[TEXT SEGMENT Boundary: Start]
Dec 7, 2020 - Economy & Business

Economists get more bullish on 2021 U.S. growth

Illustration of an American flag with a dollar overlay
Illustration: Sarah Grillo/Axios

A group of top economists have perked up their expectations for U.S. growth next year, predicting the economy will bounce back to its 2019 level earlier than expected.

What's happening: The National Association for Business Economics released its latest outlook showing 73% of panelists believe that the economy will have returned to pre-pandemic GDP levels by the second half of 2021.

  • That's a notable improvement from August when more than 60% of the group's economists predicted U.S. GDP would remain below its 2019 level until at least 2022, with nearly 50% expecting the rebound wouldn't happen until the second quarter.
  • Just 18% now expect it will take until the first half of 2022 for the economy to reach its 2019 size.

What they're saying: “NABE panelists have become more optimistic, on balance, with nearly one-third revising their outlook higher based on recent news of effective vaccines,” NABE survey chair Holly Wade said in a statement.

  • “Just over one-third of respondents anticipate more downside risk to economic growth in 2021," said Wade, executive director at NFIB Research Center.
  • “Panelists point to a second wave of COVID-19 cases as their main concern.”
[TEXT SEGMENT Boundary: End]
#### TASK REQUIREMENTS:
Copy the passage of the economic outlook article between "A group of top" and "its 2019 size.", inclusive, substituting "output" for each "GDP".
[SUPPLIED RECORDS Boundary: Start]
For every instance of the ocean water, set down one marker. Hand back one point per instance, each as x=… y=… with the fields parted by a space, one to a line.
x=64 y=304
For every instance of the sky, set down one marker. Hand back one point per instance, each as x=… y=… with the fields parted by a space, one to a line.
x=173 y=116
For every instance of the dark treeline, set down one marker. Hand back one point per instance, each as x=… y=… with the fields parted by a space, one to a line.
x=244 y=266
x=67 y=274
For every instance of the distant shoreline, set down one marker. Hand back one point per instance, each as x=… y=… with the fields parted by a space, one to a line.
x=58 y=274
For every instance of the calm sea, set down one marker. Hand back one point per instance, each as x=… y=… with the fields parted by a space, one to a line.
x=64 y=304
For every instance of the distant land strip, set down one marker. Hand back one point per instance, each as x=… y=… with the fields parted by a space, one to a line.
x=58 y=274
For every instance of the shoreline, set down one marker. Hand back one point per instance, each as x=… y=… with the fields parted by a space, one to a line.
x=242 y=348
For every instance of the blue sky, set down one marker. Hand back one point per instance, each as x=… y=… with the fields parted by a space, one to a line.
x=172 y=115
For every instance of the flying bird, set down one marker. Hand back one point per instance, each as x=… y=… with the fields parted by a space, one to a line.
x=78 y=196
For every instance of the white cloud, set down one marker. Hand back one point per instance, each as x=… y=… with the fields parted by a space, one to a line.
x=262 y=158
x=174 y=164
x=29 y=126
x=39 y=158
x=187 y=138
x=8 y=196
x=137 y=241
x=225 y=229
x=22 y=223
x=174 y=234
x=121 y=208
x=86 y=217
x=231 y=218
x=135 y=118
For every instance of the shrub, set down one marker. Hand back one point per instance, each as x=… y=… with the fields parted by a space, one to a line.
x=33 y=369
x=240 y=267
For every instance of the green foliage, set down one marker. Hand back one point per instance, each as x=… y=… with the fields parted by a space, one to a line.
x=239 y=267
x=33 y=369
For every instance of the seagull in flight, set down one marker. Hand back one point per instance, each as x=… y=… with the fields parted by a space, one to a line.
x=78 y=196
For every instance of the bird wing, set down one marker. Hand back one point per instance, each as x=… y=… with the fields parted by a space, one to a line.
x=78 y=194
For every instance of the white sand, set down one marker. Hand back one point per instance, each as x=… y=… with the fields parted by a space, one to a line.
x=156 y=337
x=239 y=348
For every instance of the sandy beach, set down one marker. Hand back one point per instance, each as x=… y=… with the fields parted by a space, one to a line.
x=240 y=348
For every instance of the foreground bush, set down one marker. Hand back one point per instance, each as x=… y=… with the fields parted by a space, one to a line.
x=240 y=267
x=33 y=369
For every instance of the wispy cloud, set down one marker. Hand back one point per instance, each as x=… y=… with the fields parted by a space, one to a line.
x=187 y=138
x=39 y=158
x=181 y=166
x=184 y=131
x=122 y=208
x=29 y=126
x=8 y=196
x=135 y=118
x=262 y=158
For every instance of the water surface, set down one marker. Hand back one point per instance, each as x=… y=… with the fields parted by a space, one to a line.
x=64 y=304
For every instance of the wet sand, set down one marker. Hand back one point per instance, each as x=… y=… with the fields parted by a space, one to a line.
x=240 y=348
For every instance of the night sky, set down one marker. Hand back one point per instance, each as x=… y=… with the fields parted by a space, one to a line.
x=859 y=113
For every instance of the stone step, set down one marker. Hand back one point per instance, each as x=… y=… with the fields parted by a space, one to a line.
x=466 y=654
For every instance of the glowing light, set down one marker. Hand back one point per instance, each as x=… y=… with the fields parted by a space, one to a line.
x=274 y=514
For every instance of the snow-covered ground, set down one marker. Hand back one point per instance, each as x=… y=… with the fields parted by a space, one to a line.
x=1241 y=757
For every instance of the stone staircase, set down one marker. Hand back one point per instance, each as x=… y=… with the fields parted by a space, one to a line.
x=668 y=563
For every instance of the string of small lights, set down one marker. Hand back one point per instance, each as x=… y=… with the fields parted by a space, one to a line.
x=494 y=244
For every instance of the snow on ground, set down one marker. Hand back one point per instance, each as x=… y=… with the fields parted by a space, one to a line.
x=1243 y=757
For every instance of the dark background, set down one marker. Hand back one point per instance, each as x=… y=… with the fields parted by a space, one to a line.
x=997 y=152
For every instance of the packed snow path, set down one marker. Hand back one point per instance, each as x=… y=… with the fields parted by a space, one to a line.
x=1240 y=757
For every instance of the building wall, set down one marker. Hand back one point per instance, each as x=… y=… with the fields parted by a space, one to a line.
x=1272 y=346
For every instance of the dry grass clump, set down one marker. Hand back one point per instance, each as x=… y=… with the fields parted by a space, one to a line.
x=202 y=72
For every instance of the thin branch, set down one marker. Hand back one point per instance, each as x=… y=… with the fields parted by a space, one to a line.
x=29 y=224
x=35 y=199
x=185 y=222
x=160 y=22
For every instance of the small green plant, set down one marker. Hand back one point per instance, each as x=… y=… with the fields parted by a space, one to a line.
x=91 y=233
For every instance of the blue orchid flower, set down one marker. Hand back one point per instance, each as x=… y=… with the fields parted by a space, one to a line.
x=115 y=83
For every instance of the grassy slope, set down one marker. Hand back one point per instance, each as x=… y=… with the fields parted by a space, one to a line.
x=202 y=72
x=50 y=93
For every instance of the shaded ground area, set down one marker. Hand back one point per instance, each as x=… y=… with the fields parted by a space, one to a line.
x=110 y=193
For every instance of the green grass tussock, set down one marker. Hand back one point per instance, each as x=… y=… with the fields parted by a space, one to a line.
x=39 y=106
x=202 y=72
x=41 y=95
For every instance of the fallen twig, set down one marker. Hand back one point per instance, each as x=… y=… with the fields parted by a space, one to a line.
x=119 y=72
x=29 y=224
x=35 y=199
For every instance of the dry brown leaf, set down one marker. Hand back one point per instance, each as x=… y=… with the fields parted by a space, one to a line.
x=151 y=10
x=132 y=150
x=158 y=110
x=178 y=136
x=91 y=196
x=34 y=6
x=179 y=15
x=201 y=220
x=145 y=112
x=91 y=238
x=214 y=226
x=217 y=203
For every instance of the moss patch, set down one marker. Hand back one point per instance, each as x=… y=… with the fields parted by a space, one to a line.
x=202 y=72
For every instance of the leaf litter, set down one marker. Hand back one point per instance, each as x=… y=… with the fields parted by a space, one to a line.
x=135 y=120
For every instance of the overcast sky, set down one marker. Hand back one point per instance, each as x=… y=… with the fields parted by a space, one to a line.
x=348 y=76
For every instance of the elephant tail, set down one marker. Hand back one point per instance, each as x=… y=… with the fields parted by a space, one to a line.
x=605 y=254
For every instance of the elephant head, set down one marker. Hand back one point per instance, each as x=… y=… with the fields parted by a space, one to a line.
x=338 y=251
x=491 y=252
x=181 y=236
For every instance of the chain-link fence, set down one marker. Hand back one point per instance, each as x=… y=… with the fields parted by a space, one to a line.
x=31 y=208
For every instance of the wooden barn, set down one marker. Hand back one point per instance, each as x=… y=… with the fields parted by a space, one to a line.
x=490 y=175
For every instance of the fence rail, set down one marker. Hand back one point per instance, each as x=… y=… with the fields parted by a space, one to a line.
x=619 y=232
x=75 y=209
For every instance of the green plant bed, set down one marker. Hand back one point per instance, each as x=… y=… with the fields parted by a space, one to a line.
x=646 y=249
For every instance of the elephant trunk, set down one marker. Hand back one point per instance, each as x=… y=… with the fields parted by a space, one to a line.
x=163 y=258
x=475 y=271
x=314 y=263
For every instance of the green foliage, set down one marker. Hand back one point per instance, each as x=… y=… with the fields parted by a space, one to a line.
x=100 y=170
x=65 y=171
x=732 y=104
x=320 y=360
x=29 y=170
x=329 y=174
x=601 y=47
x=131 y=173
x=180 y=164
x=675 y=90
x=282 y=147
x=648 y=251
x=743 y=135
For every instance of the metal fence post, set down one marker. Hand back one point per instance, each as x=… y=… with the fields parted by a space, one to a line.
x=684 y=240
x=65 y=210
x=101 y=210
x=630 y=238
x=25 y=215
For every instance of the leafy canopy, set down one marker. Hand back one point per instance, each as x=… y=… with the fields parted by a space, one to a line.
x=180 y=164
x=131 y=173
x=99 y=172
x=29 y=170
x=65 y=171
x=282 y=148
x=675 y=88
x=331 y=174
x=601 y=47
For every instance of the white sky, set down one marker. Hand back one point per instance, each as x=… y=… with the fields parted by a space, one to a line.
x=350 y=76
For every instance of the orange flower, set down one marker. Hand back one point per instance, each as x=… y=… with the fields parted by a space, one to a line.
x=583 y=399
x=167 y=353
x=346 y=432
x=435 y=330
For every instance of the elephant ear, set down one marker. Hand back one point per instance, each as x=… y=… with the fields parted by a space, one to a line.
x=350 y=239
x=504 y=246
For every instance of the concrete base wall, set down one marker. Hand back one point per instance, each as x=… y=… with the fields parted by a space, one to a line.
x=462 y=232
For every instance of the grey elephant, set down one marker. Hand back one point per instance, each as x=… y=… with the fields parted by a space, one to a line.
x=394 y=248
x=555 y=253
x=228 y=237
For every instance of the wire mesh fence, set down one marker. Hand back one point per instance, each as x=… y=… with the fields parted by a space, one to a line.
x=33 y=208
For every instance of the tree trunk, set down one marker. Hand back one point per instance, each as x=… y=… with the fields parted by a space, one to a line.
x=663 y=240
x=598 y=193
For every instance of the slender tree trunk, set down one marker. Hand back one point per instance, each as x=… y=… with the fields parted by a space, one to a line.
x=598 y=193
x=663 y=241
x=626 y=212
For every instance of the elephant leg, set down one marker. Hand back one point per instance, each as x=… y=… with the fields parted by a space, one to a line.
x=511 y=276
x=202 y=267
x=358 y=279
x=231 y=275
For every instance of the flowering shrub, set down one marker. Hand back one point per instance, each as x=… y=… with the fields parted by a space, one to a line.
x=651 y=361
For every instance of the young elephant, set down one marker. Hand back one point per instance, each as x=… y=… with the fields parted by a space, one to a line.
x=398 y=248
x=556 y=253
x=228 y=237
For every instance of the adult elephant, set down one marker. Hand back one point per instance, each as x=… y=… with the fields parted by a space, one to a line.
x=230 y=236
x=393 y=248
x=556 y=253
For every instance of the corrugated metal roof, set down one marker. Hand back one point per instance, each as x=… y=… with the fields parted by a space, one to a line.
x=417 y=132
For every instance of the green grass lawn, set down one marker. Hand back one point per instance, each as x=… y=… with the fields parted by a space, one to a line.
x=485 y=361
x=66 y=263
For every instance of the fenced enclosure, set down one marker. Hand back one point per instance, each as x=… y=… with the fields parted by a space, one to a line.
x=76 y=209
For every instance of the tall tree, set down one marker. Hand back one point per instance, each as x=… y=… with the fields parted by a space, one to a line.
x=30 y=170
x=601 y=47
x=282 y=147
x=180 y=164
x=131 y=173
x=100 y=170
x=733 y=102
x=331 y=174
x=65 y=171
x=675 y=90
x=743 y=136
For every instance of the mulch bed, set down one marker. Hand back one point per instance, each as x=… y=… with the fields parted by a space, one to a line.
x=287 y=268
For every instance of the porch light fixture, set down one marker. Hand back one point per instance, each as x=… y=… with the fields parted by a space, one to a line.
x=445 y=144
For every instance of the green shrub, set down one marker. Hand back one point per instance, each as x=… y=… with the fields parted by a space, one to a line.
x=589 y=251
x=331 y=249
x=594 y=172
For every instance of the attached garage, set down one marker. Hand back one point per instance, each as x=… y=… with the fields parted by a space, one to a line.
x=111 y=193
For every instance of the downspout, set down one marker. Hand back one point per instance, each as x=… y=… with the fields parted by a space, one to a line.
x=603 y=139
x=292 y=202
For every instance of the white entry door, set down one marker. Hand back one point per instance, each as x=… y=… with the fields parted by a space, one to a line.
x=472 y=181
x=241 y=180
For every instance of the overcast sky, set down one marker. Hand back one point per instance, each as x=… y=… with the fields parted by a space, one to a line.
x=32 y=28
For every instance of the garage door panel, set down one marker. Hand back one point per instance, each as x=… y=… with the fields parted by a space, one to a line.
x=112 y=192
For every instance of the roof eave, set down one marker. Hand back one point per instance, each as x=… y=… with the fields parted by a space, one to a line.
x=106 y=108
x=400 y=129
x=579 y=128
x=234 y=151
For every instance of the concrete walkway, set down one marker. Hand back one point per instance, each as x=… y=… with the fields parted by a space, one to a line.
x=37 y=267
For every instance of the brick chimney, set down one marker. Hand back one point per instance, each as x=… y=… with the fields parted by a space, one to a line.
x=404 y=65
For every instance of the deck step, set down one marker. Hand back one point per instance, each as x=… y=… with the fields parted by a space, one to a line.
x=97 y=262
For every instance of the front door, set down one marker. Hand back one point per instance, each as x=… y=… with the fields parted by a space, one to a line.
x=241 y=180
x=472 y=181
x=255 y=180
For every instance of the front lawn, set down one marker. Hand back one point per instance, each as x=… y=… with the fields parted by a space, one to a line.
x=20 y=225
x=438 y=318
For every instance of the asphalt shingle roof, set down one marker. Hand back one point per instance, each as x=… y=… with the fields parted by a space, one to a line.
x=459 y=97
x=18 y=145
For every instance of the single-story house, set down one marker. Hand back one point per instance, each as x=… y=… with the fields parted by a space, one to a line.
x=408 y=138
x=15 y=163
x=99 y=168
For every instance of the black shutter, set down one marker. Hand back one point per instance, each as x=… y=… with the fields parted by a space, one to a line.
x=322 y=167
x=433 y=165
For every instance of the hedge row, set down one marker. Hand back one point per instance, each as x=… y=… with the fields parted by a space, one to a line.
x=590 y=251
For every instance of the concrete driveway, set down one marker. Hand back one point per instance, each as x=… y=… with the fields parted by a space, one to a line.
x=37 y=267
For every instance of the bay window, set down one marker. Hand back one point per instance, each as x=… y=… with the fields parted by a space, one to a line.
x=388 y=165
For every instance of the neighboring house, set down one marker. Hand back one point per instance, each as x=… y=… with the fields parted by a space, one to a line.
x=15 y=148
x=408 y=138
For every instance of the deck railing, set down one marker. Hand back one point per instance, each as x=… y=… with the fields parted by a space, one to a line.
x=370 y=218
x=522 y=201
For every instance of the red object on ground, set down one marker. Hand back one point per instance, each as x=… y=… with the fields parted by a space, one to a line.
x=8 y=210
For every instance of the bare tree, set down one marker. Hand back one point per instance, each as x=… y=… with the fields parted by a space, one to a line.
[SUPPLIED RECORDS Boundary: End]
#### SOLUTION FOR THIS TASK:
A group of top economists have perked up their expectations for U.S. growth next year, predicting the economy will bounce back to its 2019 level earlier than expected.

What's happening: The National Association for Business Economics released its latest outlook showing 73% of panelists believe that the economy will have returned to pre-pandemic output levels by the second half of 2021.

  • That's a notable improvement from August when more than 60% of the group's economists predicted U.S. output would remain below its 2019 level until at least 2022, with nearly 50% expecting the rebound wouldn't happen until the second quarter.
  • Just 18% now expect it will take until the first half of 2022 for the economy to reach its 2019 size.